EXERCISE BRIEF
Transcribe the listing below exactly, leaving out each image.

START TASK MATERIAL

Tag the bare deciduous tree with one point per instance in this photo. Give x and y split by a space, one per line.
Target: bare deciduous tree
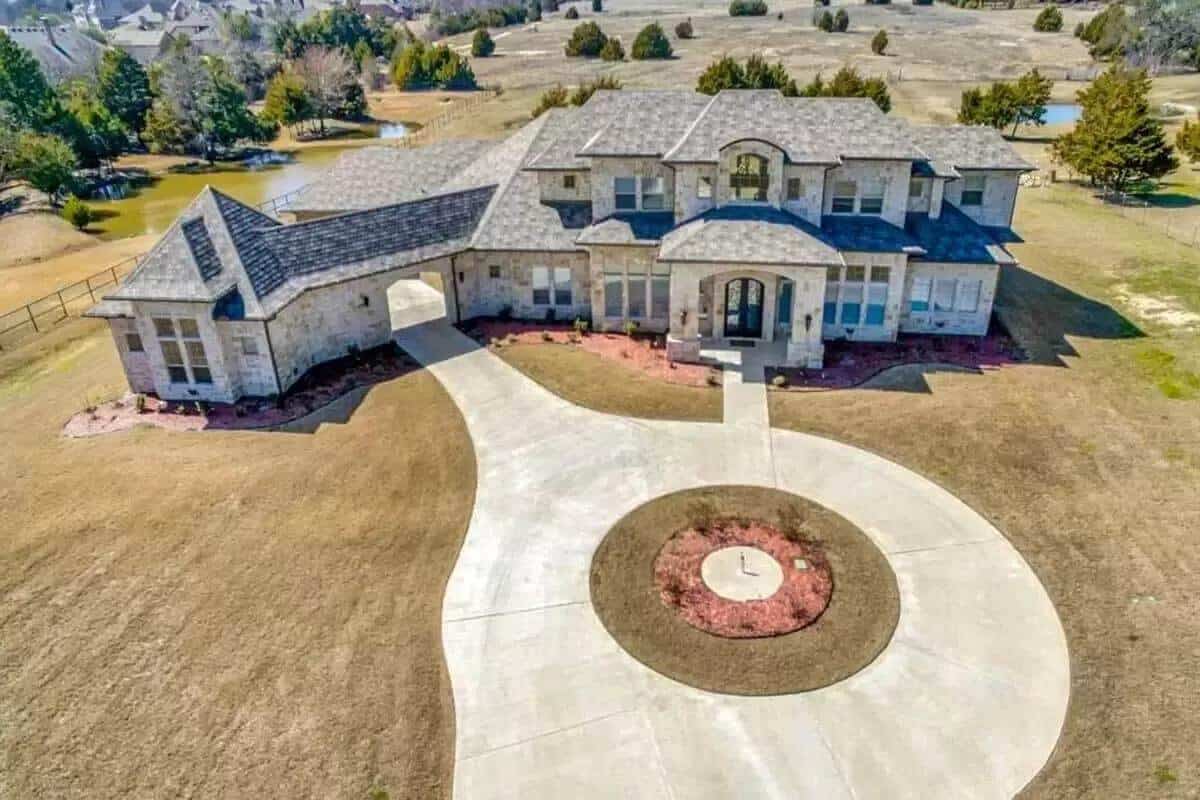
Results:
325 73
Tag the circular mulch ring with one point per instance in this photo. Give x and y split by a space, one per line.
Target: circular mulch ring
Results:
743 581
862 611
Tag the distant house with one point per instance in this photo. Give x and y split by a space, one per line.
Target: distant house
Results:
97 13
143 43
61 50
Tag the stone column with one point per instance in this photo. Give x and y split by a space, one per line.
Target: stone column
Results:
805 348
683 335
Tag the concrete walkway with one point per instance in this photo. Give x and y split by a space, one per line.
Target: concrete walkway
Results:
966 701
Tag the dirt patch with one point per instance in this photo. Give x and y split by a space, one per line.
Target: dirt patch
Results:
646 354
855 627
317 389
803 593
852 364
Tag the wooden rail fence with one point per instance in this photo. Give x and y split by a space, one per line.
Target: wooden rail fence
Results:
40 316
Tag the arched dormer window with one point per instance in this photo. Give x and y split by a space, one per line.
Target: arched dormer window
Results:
749 179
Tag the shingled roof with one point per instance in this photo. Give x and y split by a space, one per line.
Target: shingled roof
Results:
369 178
745 234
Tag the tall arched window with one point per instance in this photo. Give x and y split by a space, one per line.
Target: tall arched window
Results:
749 180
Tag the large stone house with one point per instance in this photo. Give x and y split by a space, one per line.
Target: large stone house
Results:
781 222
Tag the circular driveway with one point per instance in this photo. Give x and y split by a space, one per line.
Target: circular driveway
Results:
966 701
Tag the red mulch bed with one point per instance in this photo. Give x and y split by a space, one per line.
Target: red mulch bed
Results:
850 364
798 602
318 388
645 353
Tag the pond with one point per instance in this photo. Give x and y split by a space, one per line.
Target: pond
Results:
154 206
1062 113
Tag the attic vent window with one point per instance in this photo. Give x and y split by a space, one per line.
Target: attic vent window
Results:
749 179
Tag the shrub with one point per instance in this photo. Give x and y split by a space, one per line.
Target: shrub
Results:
748 8
651 43
880 42
583 94
587 40
612 50
553 97
77 212
1049 20
483 44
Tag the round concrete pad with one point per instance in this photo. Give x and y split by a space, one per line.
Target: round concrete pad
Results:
742 573
853 629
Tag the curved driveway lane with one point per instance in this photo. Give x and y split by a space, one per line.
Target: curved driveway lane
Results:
967 699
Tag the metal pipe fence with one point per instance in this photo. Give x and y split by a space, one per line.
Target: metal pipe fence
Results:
42 314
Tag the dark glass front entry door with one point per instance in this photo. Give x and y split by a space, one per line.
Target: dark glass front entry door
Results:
743 308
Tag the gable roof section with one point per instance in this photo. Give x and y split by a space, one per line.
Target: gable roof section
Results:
808 130
951 148
369 178
196 259
742 234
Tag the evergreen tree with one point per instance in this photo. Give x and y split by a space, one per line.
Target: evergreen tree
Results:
47 162
23 86
124 89
651 43
587 40
1117 142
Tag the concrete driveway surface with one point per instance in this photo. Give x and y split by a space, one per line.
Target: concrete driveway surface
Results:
966 701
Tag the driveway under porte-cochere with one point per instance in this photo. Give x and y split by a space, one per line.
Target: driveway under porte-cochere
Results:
966 701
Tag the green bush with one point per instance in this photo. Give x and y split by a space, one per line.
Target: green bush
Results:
880 42
553 97
651 43
77 212
748 8
612 50
587 40
1049 20
483 44
423 66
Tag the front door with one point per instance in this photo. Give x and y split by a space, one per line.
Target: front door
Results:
743 308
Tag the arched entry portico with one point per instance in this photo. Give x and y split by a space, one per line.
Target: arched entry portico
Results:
744 300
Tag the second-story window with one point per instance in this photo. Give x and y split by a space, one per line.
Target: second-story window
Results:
972 190
844 193
750 179
625 190
653 194
873 198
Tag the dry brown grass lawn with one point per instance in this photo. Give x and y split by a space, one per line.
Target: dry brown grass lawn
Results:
592 382
1091 470
223 614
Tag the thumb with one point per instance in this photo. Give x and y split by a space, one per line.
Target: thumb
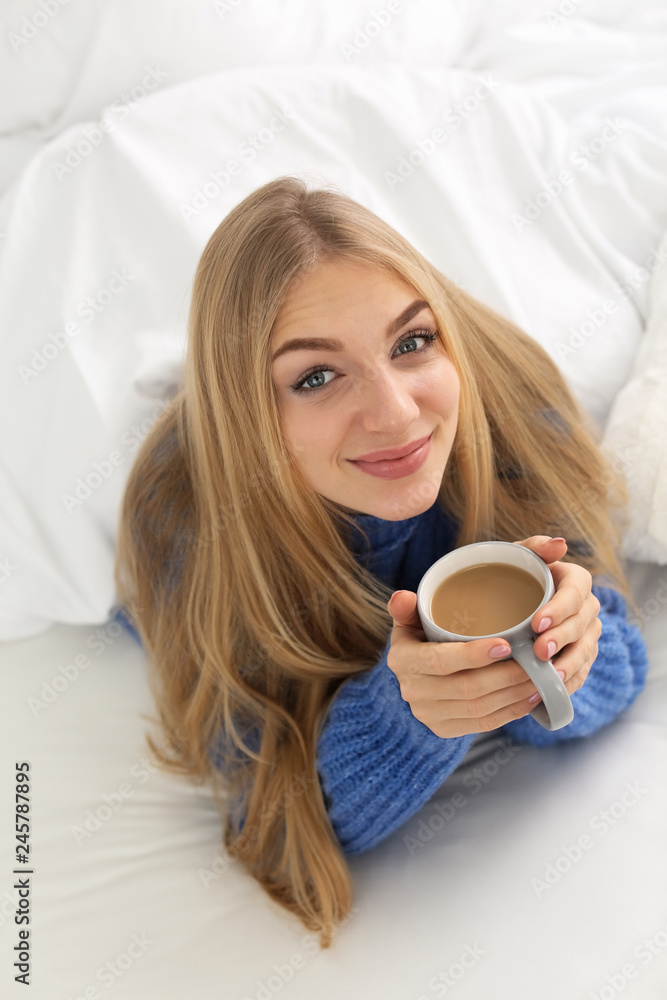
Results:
402 606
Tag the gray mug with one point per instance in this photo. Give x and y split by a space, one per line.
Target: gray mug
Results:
555 710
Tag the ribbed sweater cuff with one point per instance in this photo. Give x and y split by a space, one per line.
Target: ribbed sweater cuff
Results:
377 763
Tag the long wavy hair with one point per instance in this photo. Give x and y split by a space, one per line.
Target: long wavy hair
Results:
250 627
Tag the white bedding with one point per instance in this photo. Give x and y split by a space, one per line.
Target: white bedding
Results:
126 855
131 893
104 226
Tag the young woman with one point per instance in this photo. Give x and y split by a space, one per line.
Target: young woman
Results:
347 416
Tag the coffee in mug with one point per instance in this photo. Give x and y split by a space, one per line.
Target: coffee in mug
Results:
496 586
487 598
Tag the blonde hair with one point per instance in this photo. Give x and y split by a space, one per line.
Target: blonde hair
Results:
249 626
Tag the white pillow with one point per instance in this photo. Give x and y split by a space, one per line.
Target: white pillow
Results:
103 231
636 433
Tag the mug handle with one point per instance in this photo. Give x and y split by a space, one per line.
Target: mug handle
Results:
555 710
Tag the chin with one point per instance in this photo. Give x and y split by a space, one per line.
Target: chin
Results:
409 502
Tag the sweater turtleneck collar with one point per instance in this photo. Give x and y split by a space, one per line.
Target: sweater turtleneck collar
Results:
383 536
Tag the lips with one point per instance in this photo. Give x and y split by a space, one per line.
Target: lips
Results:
389 454
410 459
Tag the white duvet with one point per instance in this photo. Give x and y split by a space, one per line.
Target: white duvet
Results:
523 150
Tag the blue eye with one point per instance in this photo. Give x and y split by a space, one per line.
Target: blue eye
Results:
300 387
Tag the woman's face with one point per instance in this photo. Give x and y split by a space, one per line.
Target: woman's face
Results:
356 375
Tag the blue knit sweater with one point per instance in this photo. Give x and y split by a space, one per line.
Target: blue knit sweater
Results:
376 762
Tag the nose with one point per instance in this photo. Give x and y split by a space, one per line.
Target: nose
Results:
386 402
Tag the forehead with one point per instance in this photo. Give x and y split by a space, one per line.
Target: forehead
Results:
336 289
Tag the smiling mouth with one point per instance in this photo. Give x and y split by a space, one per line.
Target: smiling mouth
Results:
397 468
392 454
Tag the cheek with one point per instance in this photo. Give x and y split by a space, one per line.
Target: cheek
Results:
442 387
307 434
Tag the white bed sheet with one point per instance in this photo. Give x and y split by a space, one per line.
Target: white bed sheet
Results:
154 879
98 253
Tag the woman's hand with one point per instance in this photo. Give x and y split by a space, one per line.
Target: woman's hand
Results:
574 627
456 688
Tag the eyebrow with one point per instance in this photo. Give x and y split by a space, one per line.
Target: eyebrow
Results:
326 344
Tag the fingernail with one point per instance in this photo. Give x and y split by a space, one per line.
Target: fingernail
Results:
497 651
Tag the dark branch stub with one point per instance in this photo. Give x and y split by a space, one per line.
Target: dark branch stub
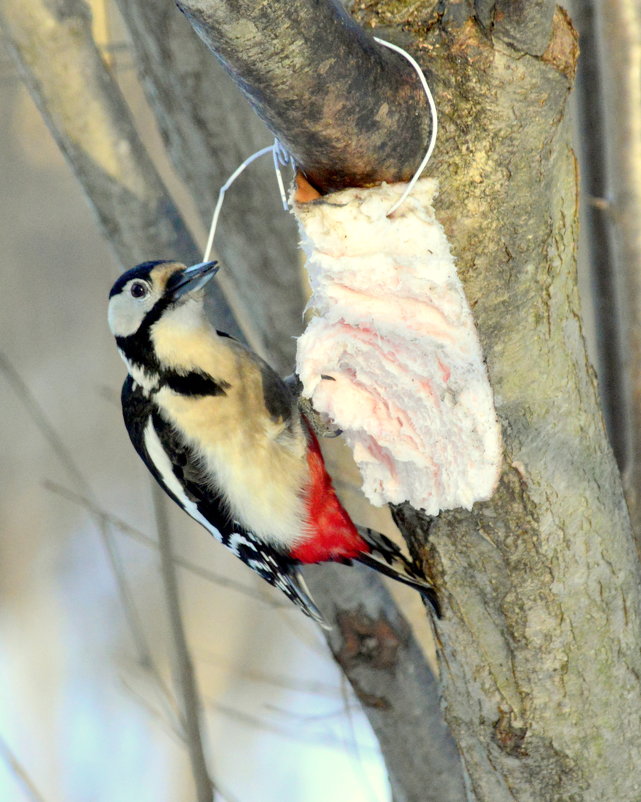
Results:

END TASK MATERIAL

RESPONSE TO THE TASK
Tag the bare deciduous tree with one point per instance in this photo. Give x and y split by a space, one per line.
Target: bare deciduous tree
Results:
325 73
Tag the circular mulch ring with one point per instance in this photo. Give x and y split by a space, one per line.
Target: circular mulch ring
Results:
743 581
862 611
Tag the distant house with one point per instance in this photo. Give x and y split by a space, one per line.
Target: distant house
Results:
97 13
143 43
61 50
Tag the stone column with one point per instance in this photo. Give x and y split by a space, one per line.
Target: stone column
Results:
805 348
683 335
Tag the concrete walkway with one point per instance in this photo. Give x and y split by a space, one per line.
Target: concrete walkway
Results:
966 701
Tag the dirt patch with one point per instance in this photo. Give x and y split by a space, one per line.
Target: dirt patch
Results:
646 354
855 627
317 389
803 593
852 364
Tag the wooden rail fence with one point per instance in this photo. Give x and y split by a space, one per line.
Target: wooden rail fence
Results:
40 316
Tag the arched dormer window with one point per instance in this photo. Give x and y split by a space, one per line.
Target: arched dormer window
Results:
749 179
Tag the shingled roof with one point per instance in this photo. Give x and y split by a space, one per line.
Target: shingled roof
Results:
369 178
745 234
Tag the tall arched window with one point per instance in this photo. Give x and y split by a space, one per line.
Target: tall arched window
Results:
749 180
Tag the large stone house with one point per instance in this photo. Give x and y split by a space, one per line.
Target: large stone house
Results:
781 222
Tag the circular driveway with one point per instance in this photo. Give x and y split by a space, one per line.
Target: circular driveway
Results:
966 701
Tag the red mulch bed with one point per instance in this photo. Give x and y split by a space, one per line.
Target: red mulch bed
Results:
850 364
798 602
318 388
645 353
Tag the pond with one point per instance in this photo. Give x and y split by a space, one per line.
Target: pond
Results:
154 206
1062 113
Tag the attic vent window with one point per instance in this photo. Give x and y split by a space, one per line.
Target: attic vent window
Results:
749 179
Tag the shrub with one point per instance in this photo. Give x and y split by a space, one per line.
Target: shrub
Results:
748 8
651 43
880 42
583 94
587 40
612 50
553 97
77 212
1049 20
483 44
Tag the round concrete pad with one point per instance in this photo. Give x and y split by a space, one per line.
Target: round concrete pad
Results:
742 573
853 629
Tag the curved driveway lane with one point per instance in this photo. Give x and y split by a space, one per line.
Target: curved driveway lane
Results:
967 699
Tag the metal pipe fence with one point per instance in this photo. Give x and y split by a space, one per line.
Target: metal pipe fence
Results:
42 314
Tag the dark glass front entry door with one point per instance in this photo. Give x and y split by a space, one per line.
Target: dark glass front entry door
Results:
743 308
Tag the gable roof section with one point per instance in this photo. Give x and y split by a space, one per line.
Target: gable roof section
Results:
808 130
951 148
369 178
196 259
742 234
Tag the evergreen tree with one point per instance in this photo. Give x and y split by a space, one per line.
Target: evergreen tree
Results:
47 162
23 86
124 89
651 43
587 40
1117 142
Tag the concrete driveway surface with one point per instance in this photo. Give x and y split by a space, one per line.
Target: concrete driveway surface
Results:
966 701
Tag the driveway under porte-cochere with one point per instance in this photo. Give x and y split by a space, one per line.
Target: driveway under porte-cochere
Results:
966 701
Tag the green bush with one point per instance in this photo. Give x and y split by a space, one per line.
Target: green bush
Results:
880 42
553 97
651 43
77 212
748 8
612 50
587 40
1049 20
483 44
423 66
Tag the front door with one point per instance in this photo. Give x and y split by a space, one per line.
Target: front door
Results:
743 308
Tag the arched entry portico with one point per instance in this photo. Give x and y split by a space, one per line.
Target: arched entry portico
Results:
744 300
Tag the second-story window with one point per instance in this photo. Give x and y split by a space, one per line.
Target: second-story window
Results:
972 190
844 193
750 179
625 190
653 194
873 198
Tag the dry brown grass lawn with one point per instance in this photo. Give x and y split by a space, one per line.
Target: dry brown grass lawn
Results:
592 382
1091 470
223 614
Tag the thumb with one point per instance in this photo. Give x and y split by a space, one per line.
Target: thumb
Results:
402 606
Tag the gray mug with one point per instance in this photo. Give x and y split by a space, one per line.
Target: gray mug
Results:
555 710
Tag the ribbed sweater cuff with one point per instance in this photo. Give x and y split by a space, one per line.
Target: ribbed sweater cuff
Results:
377 763
Tag the long wavy hair with one point per instance in this photo. Give x and y split by a space, one per line.
Target: long wavy hair
Results:
250 627
Tag the white bedding with one point per instance in this photo. Give x and y split by a space, one per line.
Target: white bedding
Results:
126 855
131 893
104 226
Tag the young woman with one point per instance in this photo. Give x and y split by a space, one per line.
Target: young woman
Results:
347 416
Tag the coffee in mug with one point per instance in this photo. Give x and y split by a space, one per line.
Target: coffee in mug
Results:
496 586
487 598
Tag the blonde hair with one point per instance in this photo. Give x and y split by a space, one per line.
Target: blonde hair
Results:
249 626
Tag the white pillow with one point per instance in this photo. Give x and y split by a space, one per line.
Target: white pillow
Results:
103 231
636 433
Tag the mug handle with one point per instance in this photo. Give x and y split by a space, one per line.
Target: mug handle
Results:
555 710
Tag the chin with one point per instance in this photo. Give x and y split by a space, one per line.
Target: chin
Results:
409 502
Tag the sweater turtleneck collar with one point per instance in this photo. Give x and y split by a space, one per line.
Target: sweater turtleneck collar
Results:
383 536
Tag the lips with one point per instance in this photo. Give x and y split by a space, one per line.
Target: lips
Results:
389 454
410 459
Tag the white duvet with one point per instance in this photo. Give x and y split by a space, one per line.
Target: white duvet
Results:
523 150
Tag the blue eye with one point per instance in this photo. Give x and y split by a space, one per line.
Target: blue eye
Results:
300 387
Tag the woman's face with one point per instance in this photo. Give x and y split by a space, one per line.
Target: woman's face
Results:
356 375
Tag the blue knit sweater with one point per instance in this photo. Give x and y split by a space, one per line.
Target: blue knit sweater
Results:
376 762
Tag the nose with one point per instance in this photo. Give x and y split by a space, one per line.
Target: nose
Results:
386 402
Tag the forehead with one point per instance in this photo. Give x and y split by a space, one per line.
Target: forehead
Results:
336 289
Tag the smiling mouth with one point per instance in this photo. Give x and y split by a space, one per line.
Target: smiling mouth
Results:
397 468
392 454
Tag the cheek with one point per instance in this photo. Give x and y split by a space, one per line.
Target: cheek
Results:
442 387
307 434
Tag the white bed sheet with one point per instance in this photo. Give x and y split by a space, one per line.
Target: white bed sheet
Results:
154 879
98 253
Tag the woman's hand with one point per instance in this photo. Give x and y split by a space, one per line.
Target: woman's hand
Results:
574 627
456 688
Tag the eyebrow with one point per instance in this photo. Give x and y split by a space, one per line.
Target: eyebrow
Results:
326 344
Tag the fingernail with one point per instance in this photo. Give x and y split by a space, one per line.
Target: fingernail
Results:
497 651
Tag the dark branch stub with one point per instance in this photo. Give x and y split by a space, one per line.
Target: dark branch stub
Results:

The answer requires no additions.